'''
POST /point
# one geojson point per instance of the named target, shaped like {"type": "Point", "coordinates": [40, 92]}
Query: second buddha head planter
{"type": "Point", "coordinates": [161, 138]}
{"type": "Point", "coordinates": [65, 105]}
'''
Stated task
Rescale the listing above by rewriting all of its lines, requests included, with every coordinate in the answer points multiplied by 2.55 and rounded to a whole number, halves rounding up. Leave the numbers in the request lines and the format sample unchanged.

Output for this exercise
POST /point
# one geojson point per instance of the named target, shaped like {"type": "Point", "coordinates": [40, 92]}
Query: second buddha head planter
{"type": "Point", "coordinates": [411, 352]}
{"type": "Point", "coordinates": [166, 268]}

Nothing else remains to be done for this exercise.